■ Given exercise: Repeat the listing in full, exactly as it stands.
— START OF Records —
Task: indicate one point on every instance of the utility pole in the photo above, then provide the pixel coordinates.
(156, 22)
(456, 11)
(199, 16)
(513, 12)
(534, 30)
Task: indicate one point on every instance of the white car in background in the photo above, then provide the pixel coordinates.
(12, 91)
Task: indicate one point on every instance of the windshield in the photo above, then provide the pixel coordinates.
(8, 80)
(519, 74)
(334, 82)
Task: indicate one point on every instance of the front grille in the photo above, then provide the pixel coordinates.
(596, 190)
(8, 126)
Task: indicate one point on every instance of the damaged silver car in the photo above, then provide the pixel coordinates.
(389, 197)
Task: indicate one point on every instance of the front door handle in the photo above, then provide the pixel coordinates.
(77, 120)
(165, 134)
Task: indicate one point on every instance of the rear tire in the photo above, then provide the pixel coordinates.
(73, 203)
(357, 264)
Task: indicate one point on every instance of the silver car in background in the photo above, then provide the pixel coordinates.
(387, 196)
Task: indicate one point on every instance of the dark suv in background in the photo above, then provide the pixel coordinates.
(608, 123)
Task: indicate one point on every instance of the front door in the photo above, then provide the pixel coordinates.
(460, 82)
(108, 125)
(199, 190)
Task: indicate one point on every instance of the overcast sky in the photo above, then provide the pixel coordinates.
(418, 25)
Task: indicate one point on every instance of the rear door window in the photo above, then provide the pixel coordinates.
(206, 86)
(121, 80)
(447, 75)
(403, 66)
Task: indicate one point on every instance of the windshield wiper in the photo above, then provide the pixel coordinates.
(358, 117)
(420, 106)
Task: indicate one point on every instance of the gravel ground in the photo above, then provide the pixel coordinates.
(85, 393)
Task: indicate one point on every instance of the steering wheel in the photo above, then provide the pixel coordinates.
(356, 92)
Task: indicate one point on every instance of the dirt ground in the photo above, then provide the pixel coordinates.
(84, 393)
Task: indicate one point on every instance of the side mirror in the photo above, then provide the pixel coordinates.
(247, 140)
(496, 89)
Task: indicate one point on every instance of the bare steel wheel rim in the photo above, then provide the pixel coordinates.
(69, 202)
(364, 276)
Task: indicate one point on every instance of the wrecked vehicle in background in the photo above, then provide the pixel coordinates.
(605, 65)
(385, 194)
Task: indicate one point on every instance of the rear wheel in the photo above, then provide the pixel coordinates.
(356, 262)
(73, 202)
— END OF Records —
■ Result of this task:
Task: indicate one point on every instance of the utility pole in the photo above, then provide the pixel coordinates.
(156, 22)
(456, 11)
(199, 16)
(513, 12)
(534, 30)
Task: indicate one point on every instance of the white car in background in the photo above, then provide the pixel coordinates.
(12, 91)
Task: indicate one point on every instance of the windshield in the photo above, then provide the pixel coordinates.
(8, 80)
(519, 74)
(334, 82)
Task: indicate one point on every instance of the front grille in the photo above, then provide the pixel coordinates.
(596, 190)
(8, 126)
Task: indicate one point on every instance of the damaged silver car in the photo above, then provide the pixel coordinates.
(389, 197)
Task: indicate one point on every instance of the front door handle in the photo above, then provide the pixel coordinates.
(77, 120)
(165, 134)
Task: indicate one point on every instance of the rear tire in the photo above, then provide the pixel coordinates.
(73, 203)
(357, 264)
Task: indicate one point on every instance of the silver car in background in the photo above, then provide the pixel coordinates.
(387, 196)
Task: indicate one point on every instance of the dark suv in background in the photo above, then provide the pixel coordinates.
(608, 123)
Task: indicate one point on every instance of the front door in the photo above, then provide the pixel coordinates.
(460, 82)
(108, 125)
(199, 190)
Task: indicate one point on every instance of the overcast sky in the photo above, then provide the pixel coordinates.
(418, 25)
Task: indicate one point on every instance of the rear door window in the photo above, then provide the pixel coordinates.
(206, 86)
(121, 80)
(447, 75)
(403, 66)
Task: indicate one point on every instance of the windshield wiper in the photo above, then provide the pixel coordinates.
(358, 117)
(420, 106)
Task: indicate one point on every instance of the gravel ground in the photo above, then provide the pixel coordinates.
(85, 393)
Task: indicate one point on every instance of the steering wheel in the photo above, then provide the pixel coordinates.
(356, 92)
Task: indicate one point on every instance of the dirt ground in the photo above, then provide the pixel coordinates.
(84, 393)
Task: indicate one point on every instance of the side mirror in the photo above, then provide the pixel coordinates.
(247, 140)
(496, 89)
Task: indicate one point on every instance of the bare steel wheel rim in the photo above, then provide the pixel coordinates.
(69, 202)
(364, 276)
Task: indicate one point on every instance of the wrecked vehicle in background in the photo above, then provide the pixel coordinates.
(605, 65)
(385, 194)
Task: indicate one point on every instance of the rear wheel in the photo above, then provide the pixel coordinates.
(356, 262)
(73, 202)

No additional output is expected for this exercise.